EXERCISE:
Put every line of the entries below into a Markdown table with the columns No. and Text, numbering each row and skipping any blank lines.

DATA PROVIDED:
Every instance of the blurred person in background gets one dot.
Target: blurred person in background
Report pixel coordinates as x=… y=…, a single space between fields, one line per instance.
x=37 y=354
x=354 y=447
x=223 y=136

EXERCISE RESPONSE:
| No. | Text |
|---|---|
| 1 | Every instance of the blurred person in background gets one dot. |
| 2 | Target: blurred person in background |
| 3 | Report pixel coordinates as x=… y=…, a single space between fields, one line per instance. |
| 4 | x=37 y=354 |
| 5 | x=354 y=447 |
| 6 | x=223 y=136 |